#### WHAT TO WORK ON
Every line from the line containing "of the rear" to the end of the data must appear in the answer exactly as it appears there, and nothing else.

Referring expression data
☆ ☆ ☆ ☆ ☆

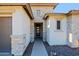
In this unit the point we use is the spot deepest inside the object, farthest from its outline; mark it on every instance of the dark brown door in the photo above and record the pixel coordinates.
(38, 30)
(5, 32)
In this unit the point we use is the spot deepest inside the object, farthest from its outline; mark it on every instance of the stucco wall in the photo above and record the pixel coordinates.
(54, 36)
(75, 30)
(20, 36)
(38, 18)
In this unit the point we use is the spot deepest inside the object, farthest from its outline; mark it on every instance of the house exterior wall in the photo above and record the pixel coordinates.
(54, 36)
(75, 30)
(20, 37)
(39, 12)
(21, 31)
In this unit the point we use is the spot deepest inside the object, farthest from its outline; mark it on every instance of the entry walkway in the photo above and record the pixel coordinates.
(39, 49)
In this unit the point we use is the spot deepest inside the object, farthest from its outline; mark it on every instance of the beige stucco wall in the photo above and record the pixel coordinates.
(20, 37)
(54, 36)
(39, 18)
(74, 30)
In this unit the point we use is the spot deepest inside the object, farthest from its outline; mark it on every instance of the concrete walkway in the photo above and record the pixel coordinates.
(39, 48)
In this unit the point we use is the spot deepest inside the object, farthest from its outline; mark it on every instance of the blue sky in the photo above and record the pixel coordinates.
(66, 7)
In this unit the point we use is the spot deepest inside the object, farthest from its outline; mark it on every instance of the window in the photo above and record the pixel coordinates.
(58, 25)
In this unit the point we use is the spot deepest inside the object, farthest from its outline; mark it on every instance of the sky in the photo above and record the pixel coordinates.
(66, 7)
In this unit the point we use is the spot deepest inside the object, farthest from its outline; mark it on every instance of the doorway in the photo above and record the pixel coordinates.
(38, 32)
(5, 32)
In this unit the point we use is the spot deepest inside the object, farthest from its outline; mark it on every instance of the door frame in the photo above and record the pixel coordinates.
(8, 52)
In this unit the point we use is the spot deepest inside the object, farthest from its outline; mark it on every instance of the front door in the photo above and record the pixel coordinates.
(38, 30)
(5, 32)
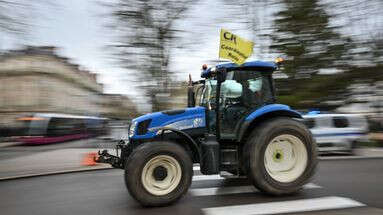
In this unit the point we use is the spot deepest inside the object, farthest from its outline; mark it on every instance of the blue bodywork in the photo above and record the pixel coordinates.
(189, 119)
(268, 109)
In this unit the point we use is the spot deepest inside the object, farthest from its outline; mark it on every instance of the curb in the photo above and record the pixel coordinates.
(357, 157)
(54, 173)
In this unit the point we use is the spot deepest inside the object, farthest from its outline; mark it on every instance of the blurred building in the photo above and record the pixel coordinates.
(176, 98)
(37, 79)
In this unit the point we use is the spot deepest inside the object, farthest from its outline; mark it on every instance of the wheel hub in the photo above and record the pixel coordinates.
(285, 158)
(160, 173)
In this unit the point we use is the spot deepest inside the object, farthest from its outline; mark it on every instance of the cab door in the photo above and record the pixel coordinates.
(241, 93)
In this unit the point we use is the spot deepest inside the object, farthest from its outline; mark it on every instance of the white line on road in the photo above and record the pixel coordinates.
(207, 177)
(295, 206)
(234, 190)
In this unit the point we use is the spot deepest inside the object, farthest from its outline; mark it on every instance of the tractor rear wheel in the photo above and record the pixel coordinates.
(158, 174)
(281, 156)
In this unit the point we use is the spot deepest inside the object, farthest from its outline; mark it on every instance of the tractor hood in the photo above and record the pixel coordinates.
(146, 126)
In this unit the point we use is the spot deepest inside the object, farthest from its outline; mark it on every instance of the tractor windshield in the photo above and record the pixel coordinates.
(242, 92)
(208, 94)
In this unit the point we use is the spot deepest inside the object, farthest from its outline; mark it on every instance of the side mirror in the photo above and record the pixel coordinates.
(191, 96)
(221, 75)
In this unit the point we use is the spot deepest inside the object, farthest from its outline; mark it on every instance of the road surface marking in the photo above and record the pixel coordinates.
(234, 190)
(295, 206)
(207, 177)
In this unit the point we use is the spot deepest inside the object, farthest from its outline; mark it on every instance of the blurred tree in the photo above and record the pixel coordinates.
(146, 29)
(313, 47)
(304, 35)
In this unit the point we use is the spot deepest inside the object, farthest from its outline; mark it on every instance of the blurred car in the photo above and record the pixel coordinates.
(337, 132)
(45, 128)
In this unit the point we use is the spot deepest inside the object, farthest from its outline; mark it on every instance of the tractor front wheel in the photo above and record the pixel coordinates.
(158, 174)
(282, 156)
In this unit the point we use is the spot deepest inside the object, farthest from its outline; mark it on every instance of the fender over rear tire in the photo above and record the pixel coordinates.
(281, 156)
(158, 173)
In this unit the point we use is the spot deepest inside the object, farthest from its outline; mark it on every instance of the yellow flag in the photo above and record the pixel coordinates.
(234, 48)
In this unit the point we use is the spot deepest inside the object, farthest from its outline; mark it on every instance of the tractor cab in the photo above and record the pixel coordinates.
(230, 93)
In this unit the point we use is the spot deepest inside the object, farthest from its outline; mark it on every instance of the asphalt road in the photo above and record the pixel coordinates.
(353, 184)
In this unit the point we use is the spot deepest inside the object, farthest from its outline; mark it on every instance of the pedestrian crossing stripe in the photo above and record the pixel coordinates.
(234, 190)
(294, 206)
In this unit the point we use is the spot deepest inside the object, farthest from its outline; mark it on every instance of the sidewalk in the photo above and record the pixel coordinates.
(50, 162)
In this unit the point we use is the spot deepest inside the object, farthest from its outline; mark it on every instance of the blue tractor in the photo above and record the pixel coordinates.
(232, 126)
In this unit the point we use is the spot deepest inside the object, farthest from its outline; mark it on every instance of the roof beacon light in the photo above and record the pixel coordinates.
(279, 60)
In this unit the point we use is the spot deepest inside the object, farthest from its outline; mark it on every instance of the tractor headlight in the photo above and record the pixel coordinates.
(132, 129)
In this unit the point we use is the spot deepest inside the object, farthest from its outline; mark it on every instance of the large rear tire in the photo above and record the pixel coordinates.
(158, 174)
(281, 156)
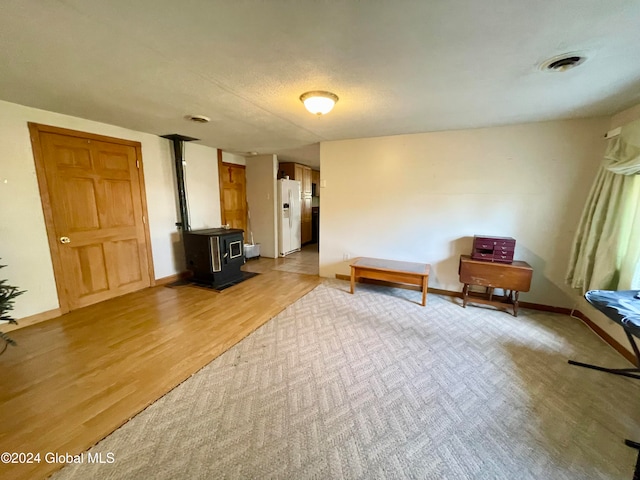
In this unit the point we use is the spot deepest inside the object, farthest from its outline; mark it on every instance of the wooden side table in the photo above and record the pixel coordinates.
(510, 277)
(391, 271)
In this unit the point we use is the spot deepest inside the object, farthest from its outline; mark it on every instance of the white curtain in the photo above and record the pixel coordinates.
(606, 248)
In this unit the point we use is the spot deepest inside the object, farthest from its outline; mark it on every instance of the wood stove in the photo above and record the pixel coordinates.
(215, 255)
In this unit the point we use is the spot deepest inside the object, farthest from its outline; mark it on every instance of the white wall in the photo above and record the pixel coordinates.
(23, 240)
(261, 174)
(202, 186)
(422, 197)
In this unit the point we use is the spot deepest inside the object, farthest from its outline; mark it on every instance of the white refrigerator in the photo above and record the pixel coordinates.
(289, 219)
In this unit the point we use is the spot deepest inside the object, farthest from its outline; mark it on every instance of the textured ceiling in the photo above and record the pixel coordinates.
(398, 66)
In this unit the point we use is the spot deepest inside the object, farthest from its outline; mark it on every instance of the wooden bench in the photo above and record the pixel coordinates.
(391, 271)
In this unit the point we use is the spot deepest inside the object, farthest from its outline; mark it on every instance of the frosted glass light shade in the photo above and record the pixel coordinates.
(319, 102)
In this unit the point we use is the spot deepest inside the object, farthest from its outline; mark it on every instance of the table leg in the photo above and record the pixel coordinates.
(425, 280)
(353, 279)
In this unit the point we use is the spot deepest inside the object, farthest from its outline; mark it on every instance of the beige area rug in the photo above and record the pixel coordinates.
(372, 386)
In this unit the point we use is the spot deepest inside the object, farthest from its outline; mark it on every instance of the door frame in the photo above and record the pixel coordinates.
(221, 166)
(35, 129)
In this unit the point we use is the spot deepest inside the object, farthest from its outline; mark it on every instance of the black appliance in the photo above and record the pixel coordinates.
(215, 255)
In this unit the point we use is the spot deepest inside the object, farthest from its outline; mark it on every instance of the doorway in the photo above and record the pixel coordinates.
(94, 203)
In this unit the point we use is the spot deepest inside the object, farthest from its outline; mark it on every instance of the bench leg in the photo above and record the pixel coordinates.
(425, 281)
(353, 279)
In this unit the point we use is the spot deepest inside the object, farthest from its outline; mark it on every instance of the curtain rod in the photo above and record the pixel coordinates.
(613, 133)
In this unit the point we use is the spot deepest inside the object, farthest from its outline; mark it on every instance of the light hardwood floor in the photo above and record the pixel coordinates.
(74, 379)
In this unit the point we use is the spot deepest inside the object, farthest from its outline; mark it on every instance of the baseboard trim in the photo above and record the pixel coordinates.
(172, 278)
(30, 320)
(613, 343)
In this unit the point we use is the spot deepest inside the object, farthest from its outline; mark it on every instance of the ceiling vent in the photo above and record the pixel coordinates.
(562, 63)
(198, 118)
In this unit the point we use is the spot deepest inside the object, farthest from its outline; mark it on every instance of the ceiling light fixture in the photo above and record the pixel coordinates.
(198, 118)
(319, 102)
(562, 63)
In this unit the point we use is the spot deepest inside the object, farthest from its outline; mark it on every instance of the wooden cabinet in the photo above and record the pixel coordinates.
(493, 249)
(302, 173)
(512, 278)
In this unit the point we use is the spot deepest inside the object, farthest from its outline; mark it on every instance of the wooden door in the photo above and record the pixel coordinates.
(233, 196)
(93, 198)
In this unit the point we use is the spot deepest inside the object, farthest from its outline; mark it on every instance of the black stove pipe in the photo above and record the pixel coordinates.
(178, 155)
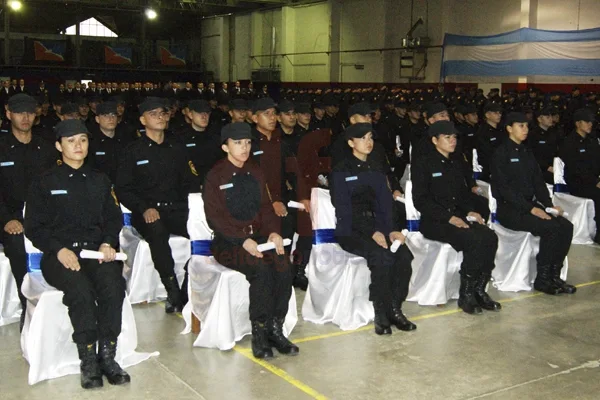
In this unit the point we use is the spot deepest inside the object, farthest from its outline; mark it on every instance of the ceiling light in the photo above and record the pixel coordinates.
(15, 5)
(151, 14)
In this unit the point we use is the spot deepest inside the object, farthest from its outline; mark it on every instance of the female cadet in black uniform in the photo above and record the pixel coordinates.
(519, 187)
(70, 208)
(363, 207)
(239, 211)
(441, 195)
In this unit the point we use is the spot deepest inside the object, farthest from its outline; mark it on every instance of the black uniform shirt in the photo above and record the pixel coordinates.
(105, 152)
(488, 139)
(517, 179)
(582, 160)
(151, 173)
(544, 145)
(19, 164)
(203, 148)
(439, 188)
(67, 205)
(361, 197)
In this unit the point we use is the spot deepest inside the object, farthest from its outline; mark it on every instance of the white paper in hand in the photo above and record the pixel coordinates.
(270, 245)
(98, 255)
(555, 212)
(295, 204)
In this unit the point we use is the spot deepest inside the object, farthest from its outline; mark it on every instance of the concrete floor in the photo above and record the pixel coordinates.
(538, 347)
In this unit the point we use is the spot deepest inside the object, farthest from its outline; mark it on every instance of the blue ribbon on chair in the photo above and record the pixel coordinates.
(323, 236)
(33, 262)
(413, 225)
(561, 188)
(201, 247)
(493, 218)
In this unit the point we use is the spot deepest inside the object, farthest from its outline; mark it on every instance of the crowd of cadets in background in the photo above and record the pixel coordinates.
(397, 112)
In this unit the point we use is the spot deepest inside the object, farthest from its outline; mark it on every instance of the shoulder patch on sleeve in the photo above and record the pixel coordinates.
(112, 193)
(193, 168)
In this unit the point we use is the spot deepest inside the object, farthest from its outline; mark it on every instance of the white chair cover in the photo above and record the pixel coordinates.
(218, 295)
(143, 281)
(516, 265)
(581, 210)
(46, 338)
(10, 305)
(338, 289)
(435, 278)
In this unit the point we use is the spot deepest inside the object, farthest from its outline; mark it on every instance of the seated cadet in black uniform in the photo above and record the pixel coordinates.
(543, 141)
(365, 227)
(444, 200)
(238, 109)
(69, 208)
(489, 137)
(239, 211)
(201, 139)
(107, 143)
(522, 196)
(580, 152)
(153, 181)
(22, 157)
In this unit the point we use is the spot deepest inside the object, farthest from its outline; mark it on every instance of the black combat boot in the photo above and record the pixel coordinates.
(564, 286)
(466, 298)
(544, 281)
(109, 367)
(278, 340)
(260, 344)
(399, 320)
(382, 322)
(484, 299)
(91, 376)
(174, 302)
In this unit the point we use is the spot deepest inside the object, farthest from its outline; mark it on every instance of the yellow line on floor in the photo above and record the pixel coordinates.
(280, 373)
(425, 316)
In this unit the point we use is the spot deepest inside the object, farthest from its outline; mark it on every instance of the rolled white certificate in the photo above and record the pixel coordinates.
(295, 204)
(98, 255)
(270, 245)
(555, 212)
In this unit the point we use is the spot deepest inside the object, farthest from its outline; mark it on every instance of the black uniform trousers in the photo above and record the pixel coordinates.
(478, 244)
(173, 221)
(590, 192)
(390, 272)
(270, 277)
(14, 249)
(555, 234)
(94, 296)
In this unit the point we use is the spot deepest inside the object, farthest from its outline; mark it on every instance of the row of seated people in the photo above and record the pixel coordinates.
(142, 191)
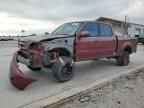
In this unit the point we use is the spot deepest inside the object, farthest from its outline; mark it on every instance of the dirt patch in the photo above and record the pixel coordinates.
(126, 92)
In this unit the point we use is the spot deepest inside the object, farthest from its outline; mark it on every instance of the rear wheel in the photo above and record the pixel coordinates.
(63, 73)
(124, 59)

☆ ☆ ☆ ☆ ☆

#### RESPONSE
In this unit the point we use is the spot deepest inside the object, farthest from its outline; mark it on every instance of the rear wheel in the photo above and record the pixel coordinates.
(63, 73)
(124, 59)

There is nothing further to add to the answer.